◆ Data to process:
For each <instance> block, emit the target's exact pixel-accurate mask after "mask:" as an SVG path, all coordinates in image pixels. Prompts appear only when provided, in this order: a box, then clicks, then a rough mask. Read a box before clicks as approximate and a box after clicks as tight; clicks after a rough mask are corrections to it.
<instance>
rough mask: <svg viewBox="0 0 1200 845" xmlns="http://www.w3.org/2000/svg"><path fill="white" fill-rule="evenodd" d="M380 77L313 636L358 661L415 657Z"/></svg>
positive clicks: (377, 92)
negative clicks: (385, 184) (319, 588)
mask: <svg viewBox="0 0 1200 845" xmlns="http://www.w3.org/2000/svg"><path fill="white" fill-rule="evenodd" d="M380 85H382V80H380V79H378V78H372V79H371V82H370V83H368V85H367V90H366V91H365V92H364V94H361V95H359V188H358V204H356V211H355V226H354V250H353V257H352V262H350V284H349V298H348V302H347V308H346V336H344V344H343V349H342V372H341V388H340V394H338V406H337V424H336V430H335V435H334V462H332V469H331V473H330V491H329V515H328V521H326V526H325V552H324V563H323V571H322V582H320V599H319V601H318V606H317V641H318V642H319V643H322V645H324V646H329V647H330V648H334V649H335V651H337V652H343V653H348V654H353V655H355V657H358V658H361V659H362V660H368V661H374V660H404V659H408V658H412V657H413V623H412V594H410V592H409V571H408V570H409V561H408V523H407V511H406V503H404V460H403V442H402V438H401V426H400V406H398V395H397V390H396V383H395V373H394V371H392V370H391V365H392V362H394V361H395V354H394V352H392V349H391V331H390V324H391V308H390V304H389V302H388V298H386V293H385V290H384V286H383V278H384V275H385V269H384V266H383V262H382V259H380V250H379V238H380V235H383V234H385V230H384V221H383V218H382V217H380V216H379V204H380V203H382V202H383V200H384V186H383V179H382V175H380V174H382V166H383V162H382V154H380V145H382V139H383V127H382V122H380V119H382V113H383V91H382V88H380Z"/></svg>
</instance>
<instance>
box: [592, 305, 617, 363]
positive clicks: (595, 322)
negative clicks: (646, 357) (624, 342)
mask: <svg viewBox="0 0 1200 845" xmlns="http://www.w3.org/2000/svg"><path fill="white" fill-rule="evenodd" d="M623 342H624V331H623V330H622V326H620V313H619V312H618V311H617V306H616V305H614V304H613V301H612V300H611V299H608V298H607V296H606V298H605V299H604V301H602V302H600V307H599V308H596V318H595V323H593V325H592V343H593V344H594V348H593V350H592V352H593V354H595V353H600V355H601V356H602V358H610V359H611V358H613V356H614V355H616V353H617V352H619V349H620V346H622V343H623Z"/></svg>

◆ Your objective: For every line of the data above that contains "positive", copy that line.

◆ Solution for this problem:
positive clicks: (377, 92)
positive clicks: (595, 322)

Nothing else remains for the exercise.